» Assigned task
Transcribe the data in full and exactly, omitting any pictures.

» Stored data entries
Segment Open

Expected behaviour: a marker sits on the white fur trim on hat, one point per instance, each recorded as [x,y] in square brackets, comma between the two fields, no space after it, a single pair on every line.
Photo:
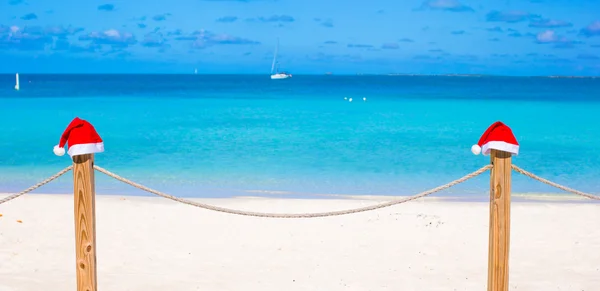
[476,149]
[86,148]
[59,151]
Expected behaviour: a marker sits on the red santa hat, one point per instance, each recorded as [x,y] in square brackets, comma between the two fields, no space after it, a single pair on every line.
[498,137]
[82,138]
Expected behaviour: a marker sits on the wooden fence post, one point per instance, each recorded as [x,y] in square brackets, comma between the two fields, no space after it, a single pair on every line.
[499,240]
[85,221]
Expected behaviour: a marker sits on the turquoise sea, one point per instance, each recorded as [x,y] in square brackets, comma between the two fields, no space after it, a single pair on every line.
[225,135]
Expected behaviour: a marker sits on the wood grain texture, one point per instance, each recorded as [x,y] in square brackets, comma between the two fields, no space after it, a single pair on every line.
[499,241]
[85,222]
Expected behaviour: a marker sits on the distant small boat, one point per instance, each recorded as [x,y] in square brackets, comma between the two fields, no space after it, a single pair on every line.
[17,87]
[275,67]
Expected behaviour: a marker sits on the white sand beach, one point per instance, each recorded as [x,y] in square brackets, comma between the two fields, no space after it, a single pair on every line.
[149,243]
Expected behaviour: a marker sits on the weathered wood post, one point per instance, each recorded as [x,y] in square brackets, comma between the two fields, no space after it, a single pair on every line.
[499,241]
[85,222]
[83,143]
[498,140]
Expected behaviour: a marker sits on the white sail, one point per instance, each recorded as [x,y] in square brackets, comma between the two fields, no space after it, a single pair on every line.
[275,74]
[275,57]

Segment Closed

» Exercise output
Expected behaviour: a marker sits on the white fur trim on hat, one point per instance, each recorded as [x,y] in square brackets, comma between the two fields, no space after it, a single pair on every line.
Photo:
[476,149]
[86,148]
[59,151]
Expected behaviour: a marker sits on the red santa hat, one point per instance, each recorded as [x,y] in square brackets, comma between the two fields, no space after it, a single pair on every line.
[498,137]
[82,138]
Expected behaviour: a marker sits on the wooden fence post, one point per instance, each recorded as [x,y] in square brackets, comma between the two fields, no space after it, a single pair on every line.
[499,240]
[85,221]
Expected behaviour: a marker sits on the turquoise sea, one point per instance, each recorded as [x,y] in square brackets, comma between the two fields, no space after it, a single pair on every line.
[225,135]
Expected behaviour: a marker sits on the wood grain texture, one point per instance, each recorded as [x,y] in square brackets, comma between the two fields, no space after it, a single pair on every line.
[499,241]
[85,222]
Expected behaviour: a marker sits on the distant small boat, one point per instance, each recorded as [x,y] in square brackets, comma between the two fields, no space after it, a single pair on every line.
[17,87]
[275,67]
Expected behaviour: a marker sits on the white sand beach, one point per instance, each recorded as [x,y] in square brackets, comma between the two fields, no space after it, a single pair on every line.
[149,243]
Expected behaviour: a marker sits on the weathered wood post, one point per instance, each recorded as [x,y] in square brackets, comma between the two fields, no space after it, a single pair on every line.
[499,241]
[85,222]
[83,143]
[498,140]
Expected behaviour: a marker sits on the white sail, one point per instance, each recorded as [x,y] in square brackets, comma between the two fields, no space after it, a single pair on every line.
[275,74]
[275,57]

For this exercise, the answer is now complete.